Rewrite the items below, starting with the line that contains "Target: human hand" and going on through the end of the items, with every "leaf" swapped for "foliage" and everything else left unchanged.
┌────────
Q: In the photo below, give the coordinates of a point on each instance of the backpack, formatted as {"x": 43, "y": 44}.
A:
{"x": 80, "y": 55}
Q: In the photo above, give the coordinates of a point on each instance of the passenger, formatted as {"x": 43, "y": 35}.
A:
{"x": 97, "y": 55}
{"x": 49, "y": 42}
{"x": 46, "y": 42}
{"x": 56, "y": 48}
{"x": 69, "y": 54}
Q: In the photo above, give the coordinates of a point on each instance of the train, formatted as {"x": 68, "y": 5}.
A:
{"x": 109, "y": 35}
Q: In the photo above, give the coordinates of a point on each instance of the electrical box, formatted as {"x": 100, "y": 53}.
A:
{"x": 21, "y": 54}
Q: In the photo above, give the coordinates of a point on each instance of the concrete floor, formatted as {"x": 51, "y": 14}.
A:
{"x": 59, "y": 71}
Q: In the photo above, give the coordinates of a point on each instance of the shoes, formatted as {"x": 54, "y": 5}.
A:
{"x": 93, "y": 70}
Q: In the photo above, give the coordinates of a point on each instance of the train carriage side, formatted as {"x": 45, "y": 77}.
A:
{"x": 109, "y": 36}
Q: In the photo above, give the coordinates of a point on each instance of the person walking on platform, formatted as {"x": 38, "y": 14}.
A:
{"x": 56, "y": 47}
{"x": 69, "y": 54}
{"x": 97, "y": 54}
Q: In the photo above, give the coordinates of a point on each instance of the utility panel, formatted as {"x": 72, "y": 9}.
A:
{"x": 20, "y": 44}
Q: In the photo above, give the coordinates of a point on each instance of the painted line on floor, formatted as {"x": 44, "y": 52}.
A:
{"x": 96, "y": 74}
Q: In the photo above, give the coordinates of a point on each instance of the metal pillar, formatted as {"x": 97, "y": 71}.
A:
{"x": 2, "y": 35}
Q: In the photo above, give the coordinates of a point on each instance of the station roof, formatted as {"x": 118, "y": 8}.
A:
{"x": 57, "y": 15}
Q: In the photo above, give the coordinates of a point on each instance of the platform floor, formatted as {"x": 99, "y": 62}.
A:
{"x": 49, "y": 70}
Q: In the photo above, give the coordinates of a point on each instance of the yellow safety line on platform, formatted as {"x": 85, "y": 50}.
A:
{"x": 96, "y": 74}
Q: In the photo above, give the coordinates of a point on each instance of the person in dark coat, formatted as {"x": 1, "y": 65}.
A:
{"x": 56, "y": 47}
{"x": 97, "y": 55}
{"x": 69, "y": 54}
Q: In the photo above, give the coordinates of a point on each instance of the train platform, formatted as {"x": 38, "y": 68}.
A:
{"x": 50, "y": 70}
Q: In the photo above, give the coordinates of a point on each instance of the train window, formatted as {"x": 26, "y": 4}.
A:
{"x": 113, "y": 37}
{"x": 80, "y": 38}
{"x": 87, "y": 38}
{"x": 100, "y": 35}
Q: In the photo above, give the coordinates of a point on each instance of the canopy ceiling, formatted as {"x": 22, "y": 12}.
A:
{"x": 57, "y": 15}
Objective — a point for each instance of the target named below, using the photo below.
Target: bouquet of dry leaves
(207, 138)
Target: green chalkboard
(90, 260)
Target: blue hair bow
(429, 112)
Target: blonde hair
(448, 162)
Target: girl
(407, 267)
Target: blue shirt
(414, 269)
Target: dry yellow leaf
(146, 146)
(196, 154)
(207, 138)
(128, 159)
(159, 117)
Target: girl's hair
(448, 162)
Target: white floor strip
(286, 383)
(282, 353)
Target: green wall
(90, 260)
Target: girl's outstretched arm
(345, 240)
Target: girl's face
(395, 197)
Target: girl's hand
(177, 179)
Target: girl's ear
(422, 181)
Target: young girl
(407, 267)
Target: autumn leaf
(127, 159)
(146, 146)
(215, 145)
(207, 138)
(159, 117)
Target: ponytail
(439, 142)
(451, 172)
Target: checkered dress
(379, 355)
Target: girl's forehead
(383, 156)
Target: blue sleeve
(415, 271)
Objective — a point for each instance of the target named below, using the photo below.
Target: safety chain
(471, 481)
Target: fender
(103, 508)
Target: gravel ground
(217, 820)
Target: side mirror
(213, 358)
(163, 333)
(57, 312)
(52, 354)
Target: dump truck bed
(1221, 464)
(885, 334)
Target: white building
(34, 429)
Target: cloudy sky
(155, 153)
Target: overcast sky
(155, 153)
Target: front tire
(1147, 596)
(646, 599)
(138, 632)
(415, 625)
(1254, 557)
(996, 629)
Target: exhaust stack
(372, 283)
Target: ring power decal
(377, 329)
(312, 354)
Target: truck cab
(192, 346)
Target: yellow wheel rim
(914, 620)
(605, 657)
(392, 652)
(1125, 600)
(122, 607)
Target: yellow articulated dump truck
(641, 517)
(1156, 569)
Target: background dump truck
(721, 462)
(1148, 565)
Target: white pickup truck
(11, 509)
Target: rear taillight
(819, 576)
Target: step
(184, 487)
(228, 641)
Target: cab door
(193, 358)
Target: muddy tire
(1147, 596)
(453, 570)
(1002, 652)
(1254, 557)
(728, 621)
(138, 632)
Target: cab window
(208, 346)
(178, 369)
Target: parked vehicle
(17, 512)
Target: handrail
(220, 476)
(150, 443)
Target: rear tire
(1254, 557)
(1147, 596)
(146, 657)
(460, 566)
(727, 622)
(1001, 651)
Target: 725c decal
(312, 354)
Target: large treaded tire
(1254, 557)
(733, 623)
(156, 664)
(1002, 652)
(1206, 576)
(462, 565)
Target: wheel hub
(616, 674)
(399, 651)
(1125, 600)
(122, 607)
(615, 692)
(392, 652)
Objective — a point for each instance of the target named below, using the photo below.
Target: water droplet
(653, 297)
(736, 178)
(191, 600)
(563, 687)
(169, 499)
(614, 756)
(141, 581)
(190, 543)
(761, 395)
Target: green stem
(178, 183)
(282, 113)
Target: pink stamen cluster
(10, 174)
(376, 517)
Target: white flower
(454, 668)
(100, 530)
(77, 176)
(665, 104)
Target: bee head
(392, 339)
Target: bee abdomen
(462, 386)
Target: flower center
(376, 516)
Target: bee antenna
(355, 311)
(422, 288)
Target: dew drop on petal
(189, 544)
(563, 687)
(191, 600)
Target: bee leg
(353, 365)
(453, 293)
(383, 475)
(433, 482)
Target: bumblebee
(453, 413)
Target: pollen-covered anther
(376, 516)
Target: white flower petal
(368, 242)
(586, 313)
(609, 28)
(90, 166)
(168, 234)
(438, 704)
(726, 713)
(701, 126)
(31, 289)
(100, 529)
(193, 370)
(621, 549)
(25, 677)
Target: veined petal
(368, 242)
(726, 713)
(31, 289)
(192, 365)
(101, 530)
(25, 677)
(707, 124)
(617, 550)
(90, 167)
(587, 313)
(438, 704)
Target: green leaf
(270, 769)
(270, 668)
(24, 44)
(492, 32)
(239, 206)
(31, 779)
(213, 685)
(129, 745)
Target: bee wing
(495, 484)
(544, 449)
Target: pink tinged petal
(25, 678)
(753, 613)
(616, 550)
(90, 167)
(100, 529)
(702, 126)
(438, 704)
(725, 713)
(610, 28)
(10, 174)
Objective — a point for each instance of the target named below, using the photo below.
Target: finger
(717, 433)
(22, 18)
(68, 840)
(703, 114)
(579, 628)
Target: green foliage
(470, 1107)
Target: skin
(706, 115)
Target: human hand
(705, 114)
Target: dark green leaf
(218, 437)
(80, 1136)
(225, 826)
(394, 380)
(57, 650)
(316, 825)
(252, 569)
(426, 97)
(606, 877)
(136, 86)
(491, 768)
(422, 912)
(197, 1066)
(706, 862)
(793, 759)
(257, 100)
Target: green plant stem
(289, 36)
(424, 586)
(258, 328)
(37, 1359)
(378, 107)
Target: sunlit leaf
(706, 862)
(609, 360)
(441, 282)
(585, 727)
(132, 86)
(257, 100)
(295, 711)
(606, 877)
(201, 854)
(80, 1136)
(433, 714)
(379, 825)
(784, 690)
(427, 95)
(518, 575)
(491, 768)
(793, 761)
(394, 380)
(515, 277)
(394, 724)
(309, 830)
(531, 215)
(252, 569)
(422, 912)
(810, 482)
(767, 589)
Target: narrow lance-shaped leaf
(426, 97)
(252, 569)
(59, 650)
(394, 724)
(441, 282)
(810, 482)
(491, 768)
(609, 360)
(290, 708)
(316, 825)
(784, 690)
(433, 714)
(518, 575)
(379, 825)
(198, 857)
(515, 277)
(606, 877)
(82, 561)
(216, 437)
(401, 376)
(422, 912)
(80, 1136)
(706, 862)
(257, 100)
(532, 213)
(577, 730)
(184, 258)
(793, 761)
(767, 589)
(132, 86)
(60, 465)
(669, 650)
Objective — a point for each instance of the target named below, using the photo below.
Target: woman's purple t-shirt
└────────
REPLY
Target: human hand
(705, 114)
Target: dark green foliage
(218, 437)
(80, 1136)
(225, 826)
(394, 380)
(57, 650)
(316, 825)
(252, 569)
(426, 97)
(606, 877)
(136, 86)
(491, 768)
(422, 912)
(197, 1066)
(706, 862)
(793, 759)
(257, 100)
Target: green plant stem
(289, 36)
(424, 586)
(258, 328)
(37, 1359)
(378, 107)
Target: sunlit foliage
(706, 862)
(609, 360)
(441, 282)
(585, 727)
(132, 86)
(257, 100)
(295, 711)
(606, 877)
(201, 854)
(80, 1136)
(433, 714)
(379, 825)
(784, 690)
(427, 95)
(518, 575)
(491, 768)
(793, 761)
(394, 380)
(515, 277)
(394, 724)
(309, 830)
(531, 215)
(252, 569)
(422, 912)
(810, 482)
(767, 589)
Target: narrow lance-shaped foliage
(426, 97)
(252, 569)
(59, 650)
(394, 724)
(441, 282)
(810, 482)
(491, 768)
(609, 360)
(290, 708)
(316, 825)
(784, 690)
(433, 714)
(518, 575)
(379, 825)
(198, 857)
(515, 277)
(606, 877)
(82, 561)
(216, 437)
(401, 376)
(422, 912)
(80, 1136)
(706, 862)
(257, 100)
(532, 213)
(577, 730)
(184, 258)
(793, 761)
(767, 589)
(132, 86)
(60, 465)
(669, 650)
Objective — a point for each instance of the target named below, using the photo below.
Target: woman's purple t-shirt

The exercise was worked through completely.